= TASK DESCRIPTION =
Take the lines below from the first through the one that contains "Please place a point on the haze" and copy them exactly.

[ENTRIES SUPPLIED Boundary: Start]

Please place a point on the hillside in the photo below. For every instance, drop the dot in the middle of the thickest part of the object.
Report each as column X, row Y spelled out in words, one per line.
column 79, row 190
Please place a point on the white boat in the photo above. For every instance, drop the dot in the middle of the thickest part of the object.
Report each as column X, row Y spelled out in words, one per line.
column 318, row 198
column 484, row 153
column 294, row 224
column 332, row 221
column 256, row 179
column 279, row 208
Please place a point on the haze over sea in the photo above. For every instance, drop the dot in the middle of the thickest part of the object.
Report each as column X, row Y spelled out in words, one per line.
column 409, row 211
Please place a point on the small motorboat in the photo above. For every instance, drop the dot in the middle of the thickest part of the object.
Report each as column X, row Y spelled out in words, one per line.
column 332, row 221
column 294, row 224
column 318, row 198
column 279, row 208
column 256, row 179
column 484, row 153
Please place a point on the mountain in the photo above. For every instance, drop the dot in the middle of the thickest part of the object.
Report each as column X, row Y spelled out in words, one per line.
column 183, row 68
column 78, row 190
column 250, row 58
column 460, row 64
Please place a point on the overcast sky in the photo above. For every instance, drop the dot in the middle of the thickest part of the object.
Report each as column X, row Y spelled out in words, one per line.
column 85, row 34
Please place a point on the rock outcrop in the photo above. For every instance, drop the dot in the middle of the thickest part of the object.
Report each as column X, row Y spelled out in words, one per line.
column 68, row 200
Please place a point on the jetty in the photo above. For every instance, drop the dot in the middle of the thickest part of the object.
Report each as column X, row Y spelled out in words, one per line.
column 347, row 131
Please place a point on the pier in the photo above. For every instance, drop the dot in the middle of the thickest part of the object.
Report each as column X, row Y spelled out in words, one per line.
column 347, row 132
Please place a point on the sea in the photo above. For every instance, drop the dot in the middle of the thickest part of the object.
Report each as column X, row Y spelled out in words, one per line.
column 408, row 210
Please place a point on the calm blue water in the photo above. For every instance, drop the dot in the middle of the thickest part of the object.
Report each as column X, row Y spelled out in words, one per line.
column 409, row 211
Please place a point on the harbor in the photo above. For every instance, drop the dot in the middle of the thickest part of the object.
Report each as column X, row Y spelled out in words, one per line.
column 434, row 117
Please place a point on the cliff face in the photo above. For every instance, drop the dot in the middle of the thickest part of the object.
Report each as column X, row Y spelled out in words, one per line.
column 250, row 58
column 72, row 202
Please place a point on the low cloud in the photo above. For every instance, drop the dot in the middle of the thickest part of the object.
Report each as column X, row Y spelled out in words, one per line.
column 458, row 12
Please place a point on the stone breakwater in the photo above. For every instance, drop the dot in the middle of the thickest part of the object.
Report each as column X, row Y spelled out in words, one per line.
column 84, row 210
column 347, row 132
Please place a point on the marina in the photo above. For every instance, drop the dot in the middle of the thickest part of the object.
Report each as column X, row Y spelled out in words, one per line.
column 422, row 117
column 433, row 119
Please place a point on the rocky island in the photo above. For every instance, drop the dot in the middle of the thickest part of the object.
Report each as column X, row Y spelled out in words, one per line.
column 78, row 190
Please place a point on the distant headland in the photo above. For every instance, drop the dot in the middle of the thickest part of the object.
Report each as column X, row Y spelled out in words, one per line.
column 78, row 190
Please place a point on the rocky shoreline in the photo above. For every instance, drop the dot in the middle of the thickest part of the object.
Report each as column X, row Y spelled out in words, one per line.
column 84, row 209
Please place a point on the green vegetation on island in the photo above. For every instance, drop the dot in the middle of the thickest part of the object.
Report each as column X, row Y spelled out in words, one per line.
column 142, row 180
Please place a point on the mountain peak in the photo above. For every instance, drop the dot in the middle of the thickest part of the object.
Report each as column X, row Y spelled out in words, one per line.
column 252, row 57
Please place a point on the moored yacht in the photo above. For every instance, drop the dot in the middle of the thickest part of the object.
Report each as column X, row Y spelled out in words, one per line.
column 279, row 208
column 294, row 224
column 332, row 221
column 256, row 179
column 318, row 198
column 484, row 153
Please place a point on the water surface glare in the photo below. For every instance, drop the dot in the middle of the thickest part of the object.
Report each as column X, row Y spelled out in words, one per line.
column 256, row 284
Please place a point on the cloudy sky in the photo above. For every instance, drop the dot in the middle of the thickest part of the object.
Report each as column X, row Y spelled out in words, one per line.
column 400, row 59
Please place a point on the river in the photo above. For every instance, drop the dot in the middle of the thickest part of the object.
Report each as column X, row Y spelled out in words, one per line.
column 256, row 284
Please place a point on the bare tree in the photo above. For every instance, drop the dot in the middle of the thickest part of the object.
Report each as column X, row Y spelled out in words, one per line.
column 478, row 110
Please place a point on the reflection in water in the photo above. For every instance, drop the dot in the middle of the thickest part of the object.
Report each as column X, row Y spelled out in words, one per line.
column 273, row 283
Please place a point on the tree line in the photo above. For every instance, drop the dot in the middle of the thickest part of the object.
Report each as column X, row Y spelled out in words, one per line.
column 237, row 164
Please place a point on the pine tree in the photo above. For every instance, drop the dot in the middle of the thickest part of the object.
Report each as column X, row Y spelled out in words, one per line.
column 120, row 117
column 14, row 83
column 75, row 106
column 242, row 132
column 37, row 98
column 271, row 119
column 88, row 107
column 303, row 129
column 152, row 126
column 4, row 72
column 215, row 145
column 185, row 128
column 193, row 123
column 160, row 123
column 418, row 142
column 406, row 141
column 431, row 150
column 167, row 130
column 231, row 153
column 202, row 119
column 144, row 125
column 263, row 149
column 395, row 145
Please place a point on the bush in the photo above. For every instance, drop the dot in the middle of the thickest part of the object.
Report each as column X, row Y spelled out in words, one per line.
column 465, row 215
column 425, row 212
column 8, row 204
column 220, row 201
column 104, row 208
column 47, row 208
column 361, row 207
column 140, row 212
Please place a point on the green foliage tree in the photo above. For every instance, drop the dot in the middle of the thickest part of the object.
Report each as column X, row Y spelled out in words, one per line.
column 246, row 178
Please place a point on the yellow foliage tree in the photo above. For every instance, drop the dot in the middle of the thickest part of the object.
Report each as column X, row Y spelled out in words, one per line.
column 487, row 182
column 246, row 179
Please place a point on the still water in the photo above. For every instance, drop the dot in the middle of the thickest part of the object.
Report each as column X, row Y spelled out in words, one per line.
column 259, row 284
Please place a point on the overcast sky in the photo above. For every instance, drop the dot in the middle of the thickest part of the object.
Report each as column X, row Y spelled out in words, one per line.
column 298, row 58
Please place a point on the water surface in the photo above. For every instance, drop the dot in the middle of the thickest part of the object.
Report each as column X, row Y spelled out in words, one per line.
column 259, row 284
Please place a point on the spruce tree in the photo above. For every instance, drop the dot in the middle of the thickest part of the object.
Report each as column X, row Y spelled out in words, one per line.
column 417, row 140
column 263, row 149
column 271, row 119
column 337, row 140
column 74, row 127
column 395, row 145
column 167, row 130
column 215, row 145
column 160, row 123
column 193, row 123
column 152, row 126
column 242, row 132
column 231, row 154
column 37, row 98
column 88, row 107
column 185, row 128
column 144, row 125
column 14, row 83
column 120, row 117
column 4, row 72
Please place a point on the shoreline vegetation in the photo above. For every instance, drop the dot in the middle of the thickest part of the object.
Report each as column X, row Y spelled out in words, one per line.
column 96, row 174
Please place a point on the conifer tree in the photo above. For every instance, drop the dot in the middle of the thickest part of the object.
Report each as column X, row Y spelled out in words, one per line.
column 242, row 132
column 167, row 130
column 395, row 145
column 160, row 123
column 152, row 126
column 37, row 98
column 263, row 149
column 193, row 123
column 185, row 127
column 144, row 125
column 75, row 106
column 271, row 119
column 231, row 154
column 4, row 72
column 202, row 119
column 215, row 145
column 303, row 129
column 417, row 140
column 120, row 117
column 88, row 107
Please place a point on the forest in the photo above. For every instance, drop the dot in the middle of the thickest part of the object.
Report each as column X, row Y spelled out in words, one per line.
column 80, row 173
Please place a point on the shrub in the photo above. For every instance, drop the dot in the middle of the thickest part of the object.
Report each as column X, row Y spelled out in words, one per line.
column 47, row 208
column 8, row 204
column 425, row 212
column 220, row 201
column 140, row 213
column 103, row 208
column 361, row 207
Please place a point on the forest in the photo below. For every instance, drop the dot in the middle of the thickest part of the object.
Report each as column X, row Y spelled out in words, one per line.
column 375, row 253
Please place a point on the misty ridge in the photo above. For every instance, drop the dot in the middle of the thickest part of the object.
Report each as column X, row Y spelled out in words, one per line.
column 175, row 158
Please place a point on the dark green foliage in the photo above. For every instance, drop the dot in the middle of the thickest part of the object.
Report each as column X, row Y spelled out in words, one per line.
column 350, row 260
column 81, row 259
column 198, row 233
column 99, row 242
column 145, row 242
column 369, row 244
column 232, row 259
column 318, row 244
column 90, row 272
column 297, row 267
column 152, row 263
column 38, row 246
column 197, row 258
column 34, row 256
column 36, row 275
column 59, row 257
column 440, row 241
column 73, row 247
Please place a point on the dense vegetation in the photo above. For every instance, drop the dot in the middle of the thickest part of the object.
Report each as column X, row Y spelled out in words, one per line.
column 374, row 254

[ENTRIES SUPPLIED Boundary: End]

= REPLY TO THE EXERCISE =
Please place a point on the hillside in the photo below. For every instance, drop the dot in the middle of the thickest part of the object.
Report each as column X, row Y spelled out in words, one per line.
column 79, row 190
Please place a point on the white boat in the photo above. For every instance, drop the dot in the middle of the thickest part of the object.
Report each as column X, row Y spelled out in words, one per line.
column 318, row 198
column 484, row 153
column 294, row 224
column 332, row 221
column 256, row 179
column 279, row 208
Please place a point on the haze over sea in the photo above. For every instance, drop the dot in the middle of the thickest part of the object.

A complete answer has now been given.